What to produce >>
Please answer these questions about the study methods passage below, one per line:
1. How many items does the exhaustion sub-scale contain?
2. How many scales does the FGBU have?
3. Which test was used to check the multivariate normality requirements?

Exhaustion was assessed through the exhaustion sub-scale of the German version of the Maslach Burnout Inventory (Büssing and Perrar, 1992). This sub-scale contains seven items (e.g. “I feel emotionally drained from my work”) and uses a seven-point Likert scale response format, which ranges from 1 = never to 7 = daily. The internal consistency of the scale was α = 0.91.

Work engagement was used as a measure to reflect work-related well-being. We used the German translation of the short version of the Utrecht Work Engagement Scale (UWES-9; Schaufeli et al., 2006). The questionnaire has nine items (e.g. “At my work, I feel bursting with energy”), each rated on a seven-point Likert scale ranging from 1 = never to 7 = always. The internal consistency of the scale was α = 0.95.

To access the concurrent validity of the MSIT-D, we used the German-language Risk Assessment for Mental Stress at Work Questionnaire (FGBU) (Dettmers and Krause, 2020). The questionnaire was developed against the background of recommendations of the Joint German Occupational Health and Safety Strategy to comprehensively record psychological job stressors that should be accounted for in occupational risk assessments. The FGBU has 19 scales and an index of 10 physical stressors. This results in a total of 67 items and one comment field in which the participants could indicate further stressors and add other comments. Each item is answered on a four-point Likert scale ranging from 1 = does not apply to 4 = applies. The FGBU was also used to evaluate the incremental validity of the MSIT-D. These data were collected only from the German sample.

Analytical strategy

Internal structure

Structural equation modelling with maximum likelihood (ML) estimation with robust standard errors (MLR) was applied to the German data to examine the internal structure of the MSIT-D in Mplus 6.0. The fit of the theoretically assumed seven-factor structure – which has been confirmed in numerous studies (e.g. Cousins et al., 2004; Edwards et al., 2008) – was compared with the fit of a one-factor model. To evaluate model fit, we used the chi-square goodness-of-fit statistic, the comparative fit index (CFI), the root mean square error of approximation (RMSEA) and standardised root mean residual (SRMR), using the cut-off criteria proposed by Hu and Bentler (1999) (RMSEA ≤0.06, CFI ≥0.95 and SRMR ≤0.08). In addition to applying the goodness of fit indices, and in case the specified model did not fit the data well, we modelled and interpreted possible sources of misfit. Only theoretically feasible modifications were allowed.

The analysis comprised several steps. First, the multivariate normality requirements for the use of ML estimator were tested by means of Mardia’s test. The results rejected the assumption of multivariate normality: multivariate skewness = 184.56, p < 0.001, multivariate kurtosis = 1421.20, p < 0.001. As these results do not allow assuming a distribution that is close to normal, we followed the suggestion of Kline (2015) and employed the Satorra–Bentler rescaled chi-square statistic (Satorra and Bentler, 1994), which compensates for thr non-normality of variables' distribution. Second, the first-order confirmatory factor analysis (CFA) (Model 1) was applied to test the seven-factor structure of the 35-item MSIT. Next, a first-order model, in which the load of all 35 items on a single factor (Model 2) was estimated and compared with the theoretically assumed seven-factor model. Finally, a second-order CFA (Model 3) was conducted to establish whether the instrument contains, besides seven first-order factors, a higher-order factor component – general work-related stress (Edwards et al., 2008).

Dataset content >>
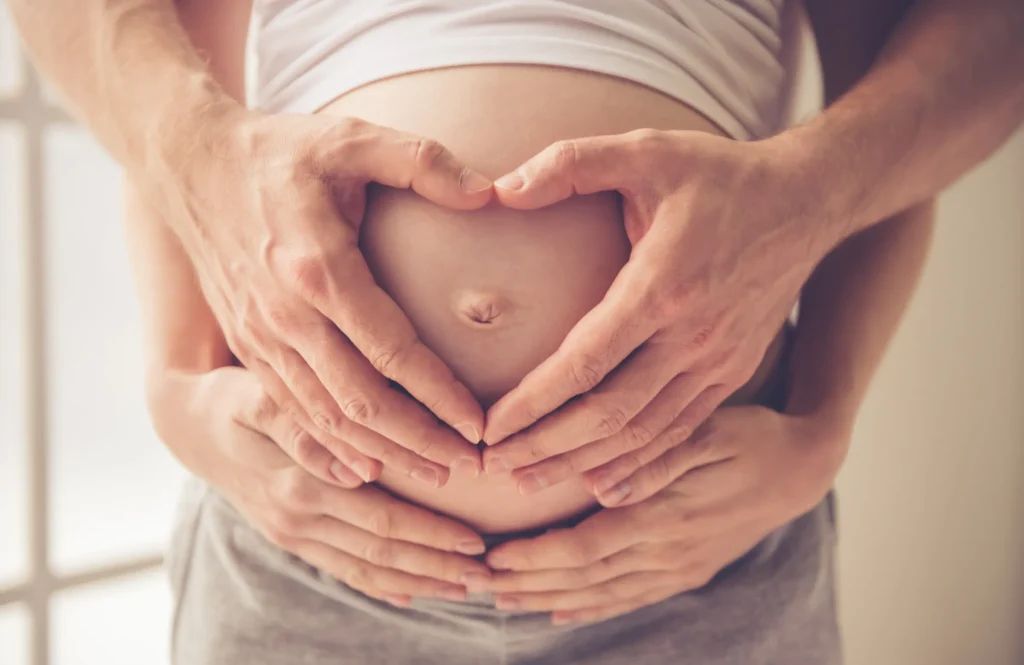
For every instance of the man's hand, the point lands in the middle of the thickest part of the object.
--
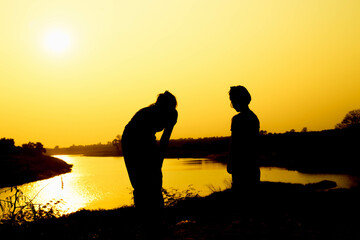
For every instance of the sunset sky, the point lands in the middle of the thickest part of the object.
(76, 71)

Response below >>
1. Seven
2. 19
3. Mardia's test